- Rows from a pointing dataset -
○ ○ ○ ○

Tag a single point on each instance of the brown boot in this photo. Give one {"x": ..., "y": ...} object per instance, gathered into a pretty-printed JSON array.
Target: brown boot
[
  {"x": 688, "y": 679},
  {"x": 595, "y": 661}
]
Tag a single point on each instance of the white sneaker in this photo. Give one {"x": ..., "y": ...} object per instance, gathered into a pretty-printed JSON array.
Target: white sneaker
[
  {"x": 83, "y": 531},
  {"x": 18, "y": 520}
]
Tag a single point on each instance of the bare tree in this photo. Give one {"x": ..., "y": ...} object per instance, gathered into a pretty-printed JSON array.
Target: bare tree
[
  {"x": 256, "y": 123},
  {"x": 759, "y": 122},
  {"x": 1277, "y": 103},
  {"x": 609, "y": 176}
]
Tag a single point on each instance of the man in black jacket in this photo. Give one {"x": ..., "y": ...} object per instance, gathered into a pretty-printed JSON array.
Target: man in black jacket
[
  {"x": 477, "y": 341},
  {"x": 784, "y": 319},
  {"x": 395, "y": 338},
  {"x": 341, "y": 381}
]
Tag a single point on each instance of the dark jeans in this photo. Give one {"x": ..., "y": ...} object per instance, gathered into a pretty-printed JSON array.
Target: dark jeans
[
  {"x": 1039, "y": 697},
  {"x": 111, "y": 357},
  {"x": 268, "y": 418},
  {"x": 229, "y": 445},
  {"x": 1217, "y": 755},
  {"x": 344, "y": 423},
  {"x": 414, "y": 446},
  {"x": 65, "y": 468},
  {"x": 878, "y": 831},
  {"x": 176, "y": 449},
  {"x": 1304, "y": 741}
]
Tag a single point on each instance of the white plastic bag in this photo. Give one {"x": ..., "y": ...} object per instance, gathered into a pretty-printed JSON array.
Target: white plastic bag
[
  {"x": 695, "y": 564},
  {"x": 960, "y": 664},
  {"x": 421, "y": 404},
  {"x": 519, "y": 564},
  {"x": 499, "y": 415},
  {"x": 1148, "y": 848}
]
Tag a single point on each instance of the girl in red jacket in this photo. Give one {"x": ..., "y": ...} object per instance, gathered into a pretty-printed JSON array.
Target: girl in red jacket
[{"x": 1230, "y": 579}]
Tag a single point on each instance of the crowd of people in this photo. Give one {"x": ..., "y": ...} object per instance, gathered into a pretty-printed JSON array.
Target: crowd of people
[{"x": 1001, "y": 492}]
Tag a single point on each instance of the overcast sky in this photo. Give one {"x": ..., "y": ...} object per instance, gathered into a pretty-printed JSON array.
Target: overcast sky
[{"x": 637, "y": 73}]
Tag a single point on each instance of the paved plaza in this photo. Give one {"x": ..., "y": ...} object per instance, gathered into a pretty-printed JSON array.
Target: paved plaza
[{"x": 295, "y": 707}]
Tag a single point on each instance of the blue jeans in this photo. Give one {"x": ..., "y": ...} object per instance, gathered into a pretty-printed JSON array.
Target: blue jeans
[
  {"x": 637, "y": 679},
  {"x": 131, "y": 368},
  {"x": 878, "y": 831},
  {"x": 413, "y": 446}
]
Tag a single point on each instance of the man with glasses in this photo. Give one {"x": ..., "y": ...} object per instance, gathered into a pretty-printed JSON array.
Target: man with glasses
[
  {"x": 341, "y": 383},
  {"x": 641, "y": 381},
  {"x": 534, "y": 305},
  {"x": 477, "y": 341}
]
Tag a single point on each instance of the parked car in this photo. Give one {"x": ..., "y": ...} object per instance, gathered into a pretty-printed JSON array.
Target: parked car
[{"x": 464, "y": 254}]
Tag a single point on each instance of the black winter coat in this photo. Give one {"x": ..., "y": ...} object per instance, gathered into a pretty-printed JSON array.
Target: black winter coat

○ ○ ○ ○

- SET TASK -
Copy all the rows above again, substituting "indented" for every "pretty-printed" and changing nothing else.

- TASK OUTPUT -
Tag a single point on each instance of the brown boot in this photo. Give one {"x": ..., "y": ...} object per instance, gathered into a indented JSON array.
Target: brown boot
[
  {"x": 688, "y": 679},
  {"x": 595, "y": 661}
]
Tag a single point on each instance of the white sneaker in this photo. Give one {"x": ..., "y": ...} object per instance, gathered into a indented JSON array.
Target: white sneaker
[
  {"x": 83, "y": 531},
  {"x": 18, "y": 520}
]
Tag a single point on each instance of the bare tree in this photo. Give one {"x": ..., "y": ...} object per instance, gathered into a indented JSON array.
Target: bare tree
[
  {"x": 256, "y": 123},
  {"x": 759, "y": 122},
  {"x": 1277, "y": 103},
  {"x": 609, "y": 176}
]
Tag a single point on each instance of the man in black jacket in this photo. Give one {"x": ..., "y": ...} object per instance, gathered into a indented JSON array.
Target: man in black jacket
[
  {"x": 477, "y": 341},
  {"x": 784, "y": 319},
  {"x": 395, "y": 338},
  {"x": 341, "y": 381}
]
Tag a single point on each instance of the dark jeans in this photo. Give one {"x": ..., "y": ...} object per instance, gathered into a indented JSON array.
Target: dark jeans
[
  {"x": 1039, "y": 697},
  {"x": 111, "y": 357},
  {"x": 268, "y": 418},
  {"x": 229, "y": 445},
  {"x": 1217, "y": 755},
  {"x": 344, "y": 423},
  {"x": 414, "y": 446},
  {"x": 65, "y": 468},
  {"x": 878, "y": 831},
  {"x": 176, "y": 449},
  {"x": 1304, "y": 741}
]
Tag a single point on each instance of the white plastic bag in this photo. Give one {"x": ..., "y": ...} object per instance, gathered into a indented JSON array.
Target: white plastic bag
[
  {"x": 695, "y": 564},
  {"x": 960, "y": 664},
  {"x": 421, "y": 404},
  {"x": 519, "y": 564},
  {"x": 499, "y": 415},
  {"x": 1148, "y": 848}
]
Tag a single point on each instance of the girl in red jacket in this photo. Give one {"x": ..., "y": ...} object per instance, gathered into a indented JSON array.
Target: girl in red jacket
[{"x": 1230, "y": 579}]
Tag a single point on each instance of the crowd of people in this photo. Give one {"x": ..., "y": ...} object per instance, gathered into a indented JSON array.
Target: crowd of people
[{"x": 1001, "y": 492}]
Tag a single point on each instance of the overcast sky in this photo. Give one {"x": ..., "y": ...} object per instance, gathered into a indented JSON array.
Target: overcast sky
[{"x": 637, "y": 73}]
Tag a single point on each instance of the paved plaza in this photo. Give one {"x": ..., "y": ...} object per instance, gathered into a indented JSON array.
Target: paved plaza
[{"x": 295, "y": 707}]
Tag a single point on each instance of the blue jeans in this photo. Give one {"x": ..., "y": ...} object per instance, gathered into a indented JSON array.
Target: blue jeans
[
  {"x": 637, "y": 679},
  {"x": 131, "y": 368},
  {"x": 878, "y": 831},
  {"x": 413, "y": 446}
]
Tag a single point on each instance of the man with glasses in this photo. Give one {"x": ..., "y": ...} object per instance, gathered into a indented JSON array.
Target: man with glasses
[
  {"x": 341, "y": 383},
  {"x": 641, "y": 381},
  {"x": 534, "y": 305},
  {"x": 477, "y": 341}
]
Tag a single point on each instance of the parked car in this photo. Give one {"x": ..., "y": ...} object per instance, gathered into a indented JSON array.
Target: parked car
[{"x": 464, "y": 254}]
Tag a single point on each instance of the black winter coat in this photo. Give one {"x": ..., "y": ...} object per instance, gathered into a indented JSON array.
Target: black winter coat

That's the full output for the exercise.